▶ [What to do] Carry the account of the Hindu temple festival crowd below forward from its final sentence.

The temper of the crowd too helped one to understand the old
religious attitude. It was thoroughly whole-hearted—I cannot think
of any other word. There was no piety—in our sense of the word—or
very little, observable. They were just thoroughly enjoying
themselves—a little excited no doubt by chanks and divine
possibilities generally, but not subdued by awe; talking freely to each
other in low tones, or even indulging occasionally—the younger ones
—in a little bear-fighting; at the same time proud of the spectacle
and the presence of the divinity, heart and soul in the ceremony, and
anxious to lend hands as torch-bearers or image-bearers, or in any
way, to its successful issue. It is this temper which the wise men say
is encouraged and purposely cultivated by the ceremonial institutions
of Hinduism. The temple services are made to cover, as far as may
be, the whole ground of life, and to provide the pleasures of the
theatre, the art-gallery, the music hall and the concert-room in one.
People attracted by these spectacles—which are very numerous and
very varied in character, according to the different feasts—presently
remain to inquire into their meaning. Some like the music, others the
bright colors. Many men come at first merely to witness the dancing
of the nautch girls, but afterwards and insensibly are drawn into
spheres of more spiritual influence. Even the children find plenty to
attract them, and the temple becomes their familiar resort from early
life.
The theory is that all the ceremonies have inner and mystic
meanings—which meanings in due time are declared to those who
are fit—and that thus the temple institutions and ceremonies
constitute a great ladder by which men can rise at last to those inner
truths which lie beyond all formulas and are contained in no creed.
Such is the theory, but like all theories it requires large deductions
before acceptance. That such theory was one of the formative
influences of the Hindu ceremonial, and that the latter embodies
here and there important esoteric truths descending from Vedic
times, I hardly doubt; but on the other hand, time, custom and
neglect, different streams of tradition blending and blurring each
other, reforms and a thousand influences have—as in all such cases
—produced a total concrete result which no one theory can account
for or coordinate.
Such were some of my thoughts as I watched the crowd around
me. They too were not uninterested in watching me. The
appearance of an Englishman under such circumstances was
perhaps a little unusual and scores of black eyes were turned
inquiringly in my direction; but covered as I was by the authority of
my companion no one seemed to resent my presence. A few I
thought looked shocked, but the most seemed rather pleased, as if
proud that a spectacle so brilliant and impressive should be
witnessed by a stranger—besides there were two or three among
the crowd whom I happened to have met before and spoken with,
and whose friendly glances made me feel at home.

▶ [Extracted information]
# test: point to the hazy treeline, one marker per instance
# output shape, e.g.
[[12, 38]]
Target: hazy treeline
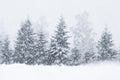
[[33, 48]]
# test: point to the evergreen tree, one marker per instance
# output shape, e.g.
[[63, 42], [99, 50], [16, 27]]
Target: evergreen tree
[[60, 46], [24, 50], [75, 57], [83, 35], [105, 46], [6, 52], [41, 49]]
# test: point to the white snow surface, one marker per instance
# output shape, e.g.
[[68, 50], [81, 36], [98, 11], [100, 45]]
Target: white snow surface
[[102, 71]]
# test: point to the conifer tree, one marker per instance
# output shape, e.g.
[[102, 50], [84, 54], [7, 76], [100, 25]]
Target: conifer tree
[[60, 46], [41, 52], [6, 52], [105, 46], [24, 49]]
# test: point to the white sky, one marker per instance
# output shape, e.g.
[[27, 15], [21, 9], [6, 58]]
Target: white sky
[[101, 12]]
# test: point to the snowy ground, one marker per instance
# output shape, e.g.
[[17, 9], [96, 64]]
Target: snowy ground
[[103, 71]]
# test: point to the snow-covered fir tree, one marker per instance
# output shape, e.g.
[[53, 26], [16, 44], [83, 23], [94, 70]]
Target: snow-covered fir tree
[[83, 35], [41, 49], [75, 57], [59, 45], [105, 46], [6, 52], [24, 49]]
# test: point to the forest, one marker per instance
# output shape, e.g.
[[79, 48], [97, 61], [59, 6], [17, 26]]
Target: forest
[[34, 48]]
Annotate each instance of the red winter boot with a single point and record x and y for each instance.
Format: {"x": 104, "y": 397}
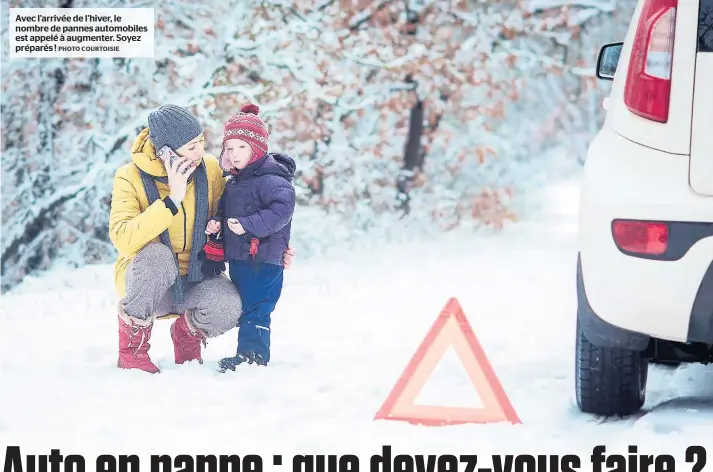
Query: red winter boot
{"x": 186, "y": 340}
{"x": 134, "y": 345}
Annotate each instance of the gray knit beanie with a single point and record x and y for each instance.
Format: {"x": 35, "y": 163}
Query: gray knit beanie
{"x": 173, "y": 126}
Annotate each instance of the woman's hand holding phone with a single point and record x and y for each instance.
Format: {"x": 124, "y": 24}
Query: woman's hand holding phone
{"x": 177, "y": 168}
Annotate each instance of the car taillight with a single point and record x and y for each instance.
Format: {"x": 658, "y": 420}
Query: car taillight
{"x": 648, "y": 81}
{"x": 641, "y": 237}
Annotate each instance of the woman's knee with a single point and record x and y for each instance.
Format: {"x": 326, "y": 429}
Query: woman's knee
{"x": 219, "y": 306}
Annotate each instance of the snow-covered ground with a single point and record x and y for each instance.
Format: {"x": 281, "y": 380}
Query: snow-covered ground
{"x": 344, "y": 331}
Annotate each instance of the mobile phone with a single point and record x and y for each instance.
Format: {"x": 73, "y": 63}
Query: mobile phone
{"x": 165, "y": 152}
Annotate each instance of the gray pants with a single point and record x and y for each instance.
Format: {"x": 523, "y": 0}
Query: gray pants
{"x": 214, "y": 305}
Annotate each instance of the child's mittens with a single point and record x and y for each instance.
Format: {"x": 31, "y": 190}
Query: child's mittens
{"x": 213, "y": 256}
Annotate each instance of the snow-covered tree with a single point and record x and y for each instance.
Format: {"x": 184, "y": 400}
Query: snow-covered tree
{"x": 428, "y": 113}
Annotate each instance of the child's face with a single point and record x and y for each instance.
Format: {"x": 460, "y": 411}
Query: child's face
{"x": 238, "y": 152}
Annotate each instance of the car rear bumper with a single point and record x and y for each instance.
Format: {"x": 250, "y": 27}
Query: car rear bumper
{"x": 669, "y": 296}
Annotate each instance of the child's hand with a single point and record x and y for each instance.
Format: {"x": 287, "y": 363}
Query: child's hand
{"x": 213, "y": 227}
{"x": 235, "y": 226}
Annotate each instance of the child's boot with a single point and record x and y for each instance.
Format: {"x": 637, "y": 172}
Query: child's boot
{"x": 253, "y": 346}
{"x": 186, "y": 340}
{"x": 134, "y": 337}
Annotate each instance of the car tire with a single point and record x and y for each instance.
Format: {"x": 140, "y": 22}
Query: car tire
{"x": 609, "y": 381}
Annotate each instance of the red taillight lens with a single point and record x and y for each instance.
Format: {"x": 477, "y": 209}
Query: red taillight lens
{"x": 642, "y": 237}
{"x": 648, "y": 83}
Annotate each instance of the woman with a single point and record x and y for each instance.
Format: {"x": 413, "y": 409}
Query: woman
{"x": 158, "y": 218}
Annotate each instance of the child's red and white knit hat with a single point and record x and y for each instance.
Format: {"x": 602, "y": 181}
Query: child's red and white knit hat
{"x": 246, "y": 125}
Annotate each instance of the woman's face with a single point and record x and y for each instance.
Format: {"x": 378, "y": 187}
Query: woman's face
{"x": 238, "y": 152}
{"x": 193, "y": 150}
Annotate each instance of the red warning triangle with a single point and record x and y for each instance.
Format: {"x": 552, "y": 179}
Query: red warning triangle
{"x": 451, "y": 328}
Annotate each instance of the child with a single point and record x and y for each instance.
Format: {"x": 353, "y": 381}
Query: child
{"x": 254, "y": 217}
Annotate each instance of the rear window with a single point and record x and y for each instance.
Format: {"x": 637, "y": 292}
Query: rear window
{"x": 705, "y": 26}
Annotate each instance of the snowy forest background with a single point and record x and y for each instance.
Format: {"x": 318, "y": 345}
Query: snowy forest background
{"x": 404, "y": 115}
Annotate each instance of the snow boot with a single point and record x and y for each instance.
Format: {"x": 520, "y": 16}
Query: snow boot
{"x": 187, "y": 340}
{"x": 249, "y": 356}
{"x": 134, "y": 337}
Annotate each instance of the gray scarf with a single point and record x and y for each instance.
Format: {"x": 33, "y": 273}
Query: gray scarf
{"x": 201, "y": 220}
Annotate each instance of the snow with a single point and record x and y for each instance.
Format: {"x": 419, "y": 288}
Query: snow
{"x": 343, "y": 333}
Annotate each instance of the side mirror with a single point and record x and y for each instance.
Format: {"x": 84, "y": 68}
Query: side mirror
{"x": 608, "y": 60}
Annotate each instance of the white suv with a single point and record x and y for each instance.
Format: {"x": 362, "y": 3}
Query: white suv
{"x": 645, "y": 263}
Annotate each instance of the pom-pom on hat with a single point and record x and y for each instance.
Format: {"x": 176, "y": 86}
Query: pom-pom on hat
{"x": 246, "y": 125}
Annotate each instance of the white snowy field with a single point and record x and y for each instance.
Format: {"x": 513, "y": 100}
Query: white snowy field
{"x": 343, "y": 333}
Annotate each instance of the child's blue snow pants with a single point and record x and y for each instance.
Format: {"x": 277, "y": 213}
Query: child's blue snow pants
{"x": 260, "y": 287}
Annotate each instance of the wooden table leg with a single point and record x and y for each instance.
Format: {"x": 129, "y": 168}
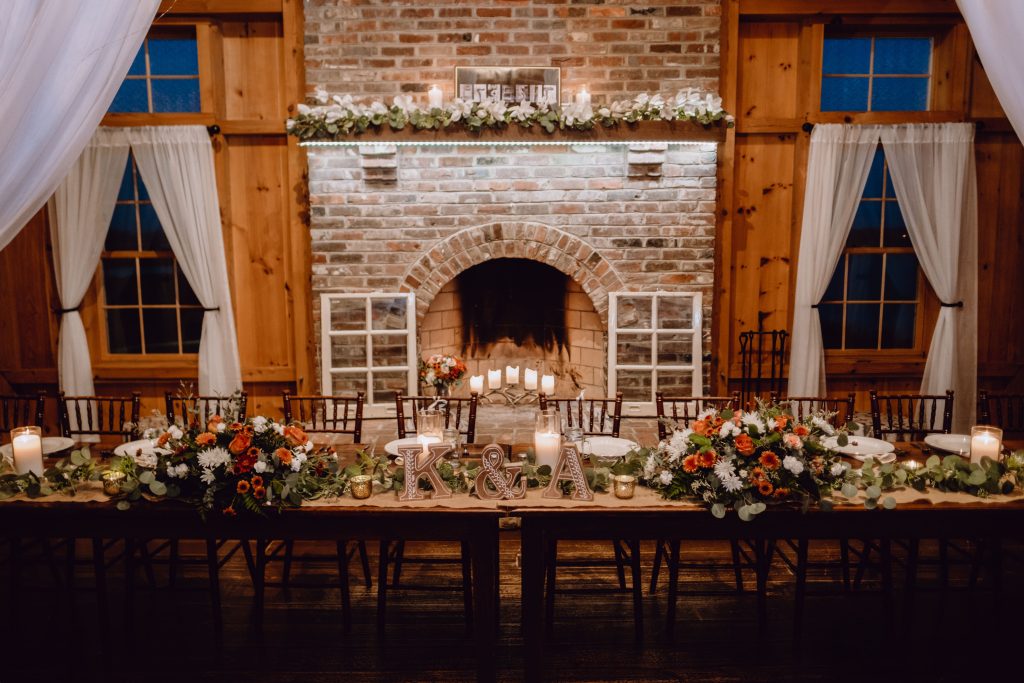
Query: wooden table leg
{"x": 534, "y": 554}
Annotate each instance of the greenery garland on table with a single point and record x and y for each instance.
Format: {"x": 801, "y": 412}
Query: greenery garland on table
{"x": 337, "y": 117}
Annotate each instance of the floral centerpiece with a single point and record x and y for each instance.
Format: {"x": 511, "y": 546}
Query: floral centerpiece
{"x": 747, "y": 460}
{"x": 442, "y": 372}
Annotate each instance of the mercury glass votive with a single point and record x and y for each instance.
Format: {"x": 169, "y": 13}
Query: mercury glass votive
{"x": 625, "y": 485}
{"x": 112, "y": 482}
{"x": 361, "y": 485}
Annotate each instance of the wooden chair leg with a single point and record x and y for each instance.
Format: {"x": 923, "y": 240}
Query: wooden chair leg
{"x": 346, "y": 598}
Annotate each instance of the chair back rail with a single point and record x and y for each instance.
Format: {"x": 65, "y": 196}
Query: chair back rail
{"x": 1005, "y": 411}
{"x": 596, "y": 416}
{"x": 326, "y": 415}
{"x": 680, "y": 410}
{"x": 198, "y": 410}
{"x": 841, "y": 408}
{"x": 459, "y": 413}
{"x": 102, "y": 416}
{"x": 910, "y": 417}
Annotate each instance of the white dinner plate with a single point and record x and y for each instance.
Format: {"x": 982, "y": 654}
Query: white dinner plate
{"x": 50, "y": 445}
{"x": 955, "y": 443}
{"x": 862, "y": 447}
{"x": 607, "y": 446}
{"x": 145, "y": 445}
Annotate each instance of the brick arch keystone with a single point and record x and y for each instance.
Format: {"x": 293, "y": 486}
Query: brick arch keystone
{"x": 536, "y": 242}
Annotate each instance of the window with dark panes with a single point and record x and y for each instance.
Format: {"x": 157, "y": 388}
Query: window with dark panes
{"x": 873, "y": 297}
{"x": 148, "y": 306}
{"x": 876, "y": 74}
{"x": 164, "y": 77}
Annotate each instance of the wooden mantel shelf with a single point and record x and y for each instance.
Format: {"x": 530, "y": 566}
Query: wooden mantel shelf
{"x": 624, "y": 133}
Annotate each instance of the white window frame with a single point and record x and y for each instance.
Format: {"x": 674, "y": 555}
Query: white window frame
{"x": 695, "y": 367}
{"x": 328, "y": 371}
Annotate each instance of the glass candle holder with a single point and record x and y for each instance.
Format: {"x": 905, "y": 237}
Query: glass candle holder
{"x": 113, "y": 481}
{"x": 361, "y": 486}
{"x": 625, "y": 485}
{"x": 986, "y": 441}
{"x": 27, "y": 447}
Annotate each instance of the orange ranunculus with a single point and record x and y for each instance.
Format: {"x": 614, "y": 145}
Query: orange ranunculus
{"x": 744, "y": 444}
{"x": 295, "y": 435}
{"x": 707, "y": 459}
{"x": 240, "y": 443}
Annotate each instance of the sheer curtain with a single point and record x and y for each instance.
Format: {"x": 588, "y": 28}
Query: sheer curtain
{"x": 176, "y": 164}
{"x": 60, "y": 66}
{"x": 932, "y": 169}
{"x": 996, "y": 27}
{"x": 80, "y": 214}
{"x": 837, "y": 171}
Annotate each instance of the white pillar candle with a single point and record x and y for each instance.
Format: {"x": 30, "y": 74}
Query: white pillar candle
{"x": 435, "y": 97}
{"x": 985, "y": 442}
{"x": 27, "y": 445}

▶ [Task result]
Meanwhile the gyrating raft had completed two or three voyages
round the little piece of water. Each time it returned to the shore
fresh offerings were made to the god, the bell was rung again, a
moment of hushed adoration followed, and then with fresh strains of
mystic music a new start for the deep took place. What the inner
signification of these voyages might be I had not and have not the
faintest idea; it is possible even that no one present knew. At the
same time I do not doubt that the drama was originally instituted in
order to commemorate some actual event or to symbolise some
doctrine. On each voyage a hymn was sung or recited. On the first
voyage the Brahman priest declaimed a hymn from the Vedas—a
hymn that may have been written 3,000 years ago—nor was there
anything in the whole scene which appeared to me discordant with
the notion that the clock had been put back 3,000 years (though of
course the actual new departure in the Brahmanical rites which we
call Hinduism does not date back anything like so far as that). On
the second voyage a Tamil hymn was sung by one of the youths
trained in the temples for this purpose; and on the third voyage
another Tamil hymn, with interludes of the most ecstatic
caterwauling from chanks and bagpipes! The remainder of the
voyages I did not witness, as my conductor now took me to visit the
interior of the temple.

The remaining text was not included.